◆ **Reading text**:
--- START ---

This leads to an uninteresting mathematical theory. Only about a half-dozen theorems can be derived from this model, and their proofs are almost self-evident. If Kahneman and Tversky are right, the only useful version of personal probability provides no grist at all for the wonderful abstractions of mathematics, and it generates the most limited versions of statistical models. If Suppes’s model is, in fact, the only one that fits personal probability, many of the techniques of statistical analysis that are standard practice are useless, since they only serve to produce distinctions below the level of human perception.
The basic idea behind the statistical revolution is that the real things of science are distributions of numbers, which can be described by parameters. It is mathematically convenient to embed that concept into probability theory and deal with probability distributions. By considering the distributions of numbers as elements from the mathematical theory of probability, it is possible to establish optimum criteria for estimators of those parameters and to deal with the mathematical problems that arise when data are used to describe the distributions. Because probability seems inherent in the concept of a distribution, much effort has been spent on getting people to understand probability, trying to link the mathematical idea of probability to real life, and using the tools of conditional probability to interpret the results of scientific experiments and observations.

--- END ---

◆ **Data under study**:
--- START ---

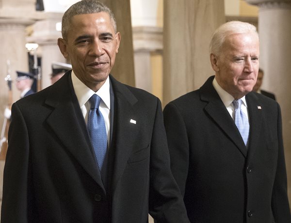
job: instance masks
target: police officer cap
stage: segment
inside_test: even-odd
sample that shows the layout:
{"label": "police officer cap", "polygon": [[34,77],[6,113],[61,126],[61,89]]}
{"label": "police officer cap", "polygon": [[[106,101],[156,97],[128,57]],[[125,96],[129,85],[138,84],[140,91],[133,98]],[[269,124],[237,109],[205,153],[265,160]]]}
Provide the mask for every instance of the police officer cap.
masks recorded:
{"label": "police officer cap", "polygon": [[60,73],[65,73],[72,69],[72,65],[69,63],[53,62],[51,69],[52,70],[51,75],[53,76]]}
{"label": "police officer cap", "polygon": [[16,73],[17,73],[17,79],[18,80],[34,78],[34,75],[30,73],[22,72],[22,71],[16,71]]}

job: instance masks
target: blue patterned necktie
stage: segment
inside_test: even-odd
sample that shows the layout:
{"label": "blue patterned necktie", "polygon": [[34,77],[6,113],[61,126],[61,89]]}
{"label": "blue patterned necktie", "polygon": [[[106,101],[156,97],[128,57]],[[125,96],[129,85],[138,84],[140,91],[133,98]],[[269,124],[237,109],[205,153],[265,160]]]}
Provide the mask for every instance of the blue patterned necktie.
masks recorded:
{"label": "blue patterned necktie", "polygon": [[103,185],[106,188],[108,160],[107,134],[104,119],[99,110],[101,98],[94,94],[89,101],[91,103],[91,109],[89,112],[88,130]]}
{"label": "blue patterned necktie", "polygon": [[247,147],[250,125],[247,117],[241,109],[242,102],[242,99],[234,100],[232,102],[235,109],[234,121],[241,133],[245,146]]}

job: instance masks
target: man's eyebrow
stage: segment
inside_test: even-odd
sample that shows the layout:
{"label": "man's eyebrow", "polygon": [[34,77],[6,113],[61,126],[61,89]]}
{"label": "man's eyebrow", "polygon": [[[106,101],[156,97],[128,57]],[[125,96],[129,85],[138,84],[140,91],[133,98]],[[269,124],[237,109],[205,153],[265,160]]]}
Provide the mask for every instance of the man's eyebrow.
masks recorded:
{"label": "man's eyebrow", "polygon": [[113,37],[113,35],[111,32],[103,32],[100,34],[100,36],[110,36],[112,37]]}
{"label": "man's eyebrow", "polygon": [[77,38],[76,38],[74,42],[77,42],[81,40],[83,40],[84,39],[88,39],[89,38],[91,38],[91,36],[89,35],[84,35],[83,36],[78,36]]}

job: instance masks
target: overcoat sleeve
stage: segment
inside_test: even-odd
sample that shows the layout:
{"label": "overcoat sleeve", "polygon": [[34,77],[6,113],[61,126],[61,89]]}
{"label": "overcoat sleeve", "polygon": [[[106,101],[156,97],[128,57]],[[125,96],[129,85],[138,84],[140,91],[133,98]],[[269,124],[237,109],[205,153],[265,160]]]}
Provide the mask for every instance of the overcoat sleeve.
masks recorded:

--- END ---

◆ **The task**:
Continue the passage on personal probability and the statistical revolution from its final sentence onward.

◆ **Expected answer**:
The idea of distribution can exist outside of probability theory. In fact, improper distributions (which are improper because they do not meet all the requirements of a probability distribution) are already being used in quantum mechanics and in some Bayesian techniques. The development of queuing theory, a situation where the average time between arrivals at the queue equals the average service time in the queue, leads to an improper distribution for the amount of time someone entering the queue will have to wait. Here is a case where applying the mathematics of probability theory to a real-life situation leads us out of the set of probability distributions.
Kolmogorov’s final insight was to describe probability in terms of the properties of finite sequences of symbols, where information theory is not the outcome of probabilistic calculations but the progenitor of probability itself. Perhaps someone will pick up the torch where he left it and develop a new theory of distributions where the very nature of the digital computer is brought into the philosophical foundations.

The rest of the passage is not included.